▶ Exercise goal: The listing below is to be reproduced in full, exactly as given.
*** Opening Data provided ***
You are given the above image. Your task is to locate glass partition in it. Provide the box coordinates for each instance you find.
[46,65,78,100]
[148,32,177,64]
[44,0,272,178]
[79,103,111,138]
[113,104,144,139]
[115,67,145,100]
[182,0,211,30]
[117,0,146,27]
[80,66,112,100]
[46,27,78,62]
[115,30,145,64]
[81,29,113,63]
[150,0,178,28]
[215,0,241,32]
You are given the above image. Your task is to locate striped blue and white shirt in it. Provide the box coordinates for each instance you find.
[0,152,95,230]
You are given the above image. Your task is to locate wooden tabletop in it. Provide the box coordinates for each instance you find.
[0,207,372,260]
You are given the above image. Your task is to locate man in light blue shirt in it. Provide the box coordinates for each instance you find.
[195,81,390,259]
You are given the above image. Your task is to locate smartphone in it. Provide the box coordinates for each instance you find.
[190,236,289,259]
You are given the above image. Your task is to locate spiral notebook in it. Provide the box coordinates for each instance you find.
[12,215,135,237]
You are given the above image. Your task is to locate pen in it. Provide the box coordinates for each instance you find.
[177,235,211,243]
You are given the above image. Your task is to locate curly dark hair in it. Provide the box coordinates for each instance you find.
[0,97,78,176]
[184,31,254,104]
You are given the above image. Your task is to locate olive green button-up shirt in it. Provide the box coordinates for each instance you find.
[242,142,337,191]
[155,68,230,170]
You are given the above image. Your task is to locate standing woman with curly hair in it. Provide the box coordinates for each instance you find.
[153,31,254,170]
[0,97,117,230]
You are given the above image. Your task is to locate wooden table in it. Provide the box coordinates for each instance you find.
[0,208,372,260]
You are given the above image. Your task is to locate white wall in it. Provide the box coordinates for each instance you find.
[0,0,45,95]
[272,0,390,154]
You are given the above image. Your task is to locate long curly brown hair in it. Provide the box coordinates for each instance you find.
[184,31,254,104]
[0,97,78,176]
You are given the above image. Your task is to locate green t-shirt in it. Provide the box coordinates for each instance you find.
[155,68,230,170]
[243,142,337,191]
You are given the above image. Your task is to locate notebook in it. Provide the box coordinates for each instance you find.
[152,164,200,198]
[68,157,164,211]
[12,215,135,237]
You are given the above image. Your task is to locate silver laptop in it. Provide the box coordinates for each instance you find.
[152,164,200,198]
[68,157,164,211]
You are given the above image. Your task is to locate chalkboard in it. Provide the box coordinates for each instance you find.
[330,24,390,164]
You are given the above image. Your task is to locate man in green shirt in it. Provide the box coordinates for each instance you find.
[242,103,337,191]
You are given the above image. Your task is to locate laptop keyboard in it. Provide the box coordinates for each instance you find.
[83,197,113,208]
*** Closing Data provided ***
▶ Solution for this problem:
You are given the above image. Your task is to locate glass partition in it. Provide the box coordinates for each instance you find.
[46,65,78,100]
[148,32,177,64]
[44,0,272,178]
[79,103,111,138]
[113,104,144,139]
[115,67,145,100]
[182,0,211,30]
[117,0,146,27]
[80,66,112,100]
[46,27,78,62]
[115,30,145,64]
[81,29,113,63]
[150,0,178,28]
[215,0,241,32]
You are given the above image. Your task is to locate striped blue and white shirt in it. Provide the box coordinates for each instance you find.
[0,152,95,230]
You are given the above image. Your task is to locate wooden tabletop in it. Provide the box coordinates for each instance you find.
[0,207,372,260]
You are given the above image. Your task is to locate man in light blue shirt in it. Provide the box coordinates for each instance you find.
[195,81,390,259]
You are given the above image. Your task is to locate smartphone in it. Provide the box coordinates for each instance you find.
[190,236,289,259]
You are given the above image. Your task is to locate spiral notebook in it. Provide the box coordinates for each instance you find.
[12,215,135,237]
You are given the above image. Your task is to locate pen in it. Provide the box coordinates for each instance you find.
[177,235,211,243]
You are given the above image. Your task is to locate curly dark hair in it. Provide the box coordinates for each instance you find.
[0,97,78,176]
[184,31,254,104]
You are given the above image. Your task is to locate olive green button-up shirt in it. Provide the box coordinates for each instance you find.
[242,142,337,191]
[155,68,230,170]
You are given the above image. Your task is to locate standing woman with curly hair in it. Provide the box coordinates for each instance you find.
[153,31,254,170]
[0,97,117,230]
You are given the above image. Your task is to locate wooden table in it. Provide the box coordinates for each instance you find.
[0,208,372,260]
You are given the above image. Your task is to locate white wall in it. Provide the box coordinates for each instance you find.
[0,0,45,95]
[272,0,390,154]
You are given the above image. Your task is to locate long curly brown hair in it. Provide the box coordinates for each instance you find.
[184,31,254,104]
[0,97,78,176]
You are given the above image. Your task is to locate green t-shirt in it. Provide the box coordinates for each instance you find.
[155,68,230,170]
[243,142,337,191]
You are given the above image. Your task is to locate notebook in it. Provide the box coordinates for each instance you find.
[152,164,200,198]
[68,157,164,211]
[12,215,135,237]
You are given the above image. Your task is to locate silver laptop in it. Provide the box coordinates for each instance you find.
[152,164,200,198]
[68,157,164,211]
You are given the above image. Your task is to locate chalkboard in it. Provide the box coordinates for each instance you find.
[330,24,390,164]
You are given the above image. Your task is to locate man in green shirt in it. Provide the box coordinates for each instance you find.
[242,103,337,191]
You are given the above image. Your task is to locate laptop keyboard in it. Provide the box coordinates for each instance you find.
[83,197,113,208]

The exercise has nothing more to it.